::: SOURCE MATERIAL

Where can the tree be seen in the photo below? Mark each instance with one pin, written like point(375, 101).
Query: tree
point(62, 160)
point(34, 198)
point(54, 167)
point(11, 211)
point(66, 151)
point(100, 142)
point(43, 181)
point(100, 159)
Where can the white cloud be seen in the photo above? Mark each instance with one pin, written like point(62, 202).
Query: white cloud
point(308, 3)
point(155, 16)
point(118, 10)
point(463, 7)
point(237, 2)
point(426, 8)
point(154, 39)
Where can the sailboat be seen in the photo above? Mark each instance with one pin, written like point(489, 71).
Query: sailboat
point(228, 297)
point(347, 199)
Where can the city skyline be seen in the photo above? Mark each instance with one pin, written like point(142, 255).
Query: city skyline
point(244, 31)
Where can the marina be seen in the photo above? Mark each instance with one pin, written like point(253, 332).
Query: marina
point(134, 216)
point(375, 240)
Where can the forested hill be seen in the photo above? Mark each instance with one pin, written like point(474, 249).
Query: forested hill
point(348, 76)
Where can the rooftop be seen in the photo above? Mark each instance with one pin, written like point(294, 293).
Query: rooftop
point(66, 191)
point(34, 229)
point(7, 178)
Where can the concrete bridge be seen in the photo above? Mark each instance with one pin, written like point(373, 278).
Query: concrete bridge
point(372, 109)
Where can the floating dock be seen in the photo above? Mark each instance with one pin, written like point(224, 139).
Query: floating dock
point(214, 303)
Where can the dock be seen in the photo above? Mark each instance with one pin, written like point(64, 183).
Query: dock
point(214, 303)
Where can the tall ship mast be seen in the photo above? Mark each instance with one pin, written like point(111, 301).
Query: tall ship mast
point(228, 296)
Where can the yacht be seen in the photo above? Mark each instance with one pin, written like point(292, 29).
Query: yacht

::::::

Every line above with the word "yacht" is to be copied out.

Where can the yacht be seen in the photo above? Mark each instance with one pin, written like point(292, 29).
Query: yacht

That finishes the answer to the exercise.